──────── SOURCE INFORMATION ────────

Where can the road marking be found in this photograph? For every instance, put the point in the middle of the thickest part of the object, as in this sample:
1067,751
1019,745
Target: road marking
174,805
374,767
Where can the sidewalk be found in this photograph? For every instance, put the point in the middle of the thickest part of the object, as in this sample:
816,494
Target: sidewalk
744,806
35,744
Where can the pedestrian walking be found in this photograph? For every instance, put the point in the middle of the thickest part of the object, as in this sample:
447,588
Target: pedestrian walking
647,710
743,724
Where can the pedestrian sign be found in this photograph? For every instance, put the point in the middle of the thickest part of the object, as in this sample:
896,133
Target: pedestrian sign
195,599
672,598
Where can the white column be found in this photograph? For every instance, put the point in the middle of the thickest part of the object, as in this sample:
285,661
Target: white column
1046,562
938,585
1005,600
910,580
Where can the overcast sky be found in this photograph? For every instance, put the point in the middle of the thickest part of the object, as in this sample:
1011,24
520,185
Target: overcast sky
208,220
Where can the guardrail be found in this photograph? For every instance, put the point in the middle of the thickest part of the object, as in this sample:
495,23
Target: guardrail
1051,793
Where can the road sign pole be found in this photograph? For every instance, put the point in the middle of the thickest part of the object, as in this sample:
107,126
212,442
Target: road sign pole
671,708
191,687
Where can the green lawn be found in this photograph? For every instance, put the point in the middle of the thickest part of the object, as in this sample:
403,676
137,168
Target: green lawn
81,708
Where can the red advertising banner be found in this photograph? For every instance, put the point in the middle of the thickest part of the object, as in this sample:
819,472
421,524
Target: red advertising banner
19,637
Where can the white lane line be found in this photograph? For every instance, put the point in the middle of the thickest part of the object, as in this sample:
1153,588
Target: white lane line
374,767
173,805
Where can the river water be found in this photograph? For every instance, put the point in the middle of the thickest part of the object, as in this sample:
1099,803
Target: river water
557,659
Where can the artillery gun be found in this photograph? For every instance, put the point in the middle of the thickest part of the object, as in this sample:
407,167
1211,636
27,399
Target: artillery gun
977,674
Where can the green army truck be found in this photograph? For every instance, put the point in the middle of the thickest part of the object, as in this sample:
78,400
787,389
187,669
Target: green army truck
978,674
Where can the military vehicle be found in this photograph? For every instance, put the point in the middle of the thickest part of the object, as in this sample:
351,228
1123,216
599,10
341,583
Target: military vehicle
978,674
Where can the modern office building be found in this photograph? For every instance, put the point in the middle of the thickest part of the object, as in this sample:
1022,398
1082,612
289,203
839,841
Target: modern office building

────────

## BRIEF
Every entry must be set down exactly, with nothing left out.

## ANSWER SECTION
Where can the road marking be found in this photograph? For every instance, put the point in the middle of the thickest part of the object, as in this sample:
1067,751
1019,745
Target: road marking
174,805
374,767
Where can the sidewalk be found in this photograph? For every instance, put the point in the middle of the thickest part of the object, as in this sample:
816,494
Target: sidewalk
744,806
35,744
Where can the pedestrian walking be found in this photograph? For every instance, put the point in the middle of the thickest part of the object, as in this sample:
447,588
Target: pedestrian walking
647,710
743,724
Where can the pedestrian sign be found in this photograph? For every instance, put the point in the middle of the thickest part of the object, as in this sample:
896,133
Target: pedestrian sign
195,599
672,598
Where can the white column be found in this photograph? For every instance, put the point in the middle of the thickest part of the object, as in this sample:
285,661
Target: white column
1046,562
938,585
1005,600
910,580
Where can the overcast sky be found in this photograph? For every instance, put the point in the middle of the thickest part of the object, as in this sample:
1011,24
520,185
Target: overcast sky
208,220
Where can the guardrail be found in this photograph? For every instance, put the point in the middle of the thickest part of the object, as in this sample:
495,23
Target: guardrail
1051,793
Where can the road sign pole be found in this photograph? For every instance, put the point in the middle of the thickest part of the object, as in this sample:
107,126
212,442
Target: road sign pole
671,708
191,687
Where can the green lawn be found in this photograph? For every instance, put the point in the middle of the thickest part of the object, as in this sample:
403,676
137,168
Target: green lawn
81,708
Where can the red advertising banner be found in this photograph? For every instance, put the point in the middle of the thickest part of the object, as in this sample:
819,472
421,524
Target: red advertising banner
19,637
Where can the white lane line be found in this photograph? For every instance, put the point in the middle of the thickest part of the object, as in this sample:
1153,588
Target: white lane line
374,767
173,805
Where can the river water be found in this photograph? For every instance, put the point in the middle of the thickest part of the object, as in this sample:
1099,803
Target: river water
557,659
Where can the artillery gun be found in this photograph? For every instance, put the point in the middle of the thickest part of the object, as in this sample:
407,167
1211,636
27,399
Target: artillery gun
977,674
Where can the green army truck be found in this photograph? For every instance, put the point in the middle of the thickest part of the object, as in this sample:
78,400
787,389
187,669
Target: green army truck
978,674
Where can the military vehicle be found in this photograph? For every instance, put the point in the middle of the thickest part of the object, as in this sample:
351,228
1123,216
599,10
341,583
Target: military vehicle
978,674
Where can the modern office building be found in this photograph? For every instance, put the point in the middle of the thickest part of the object, as in this sample:
1022,398
1082,612
289,203
839,841
Target: modern office building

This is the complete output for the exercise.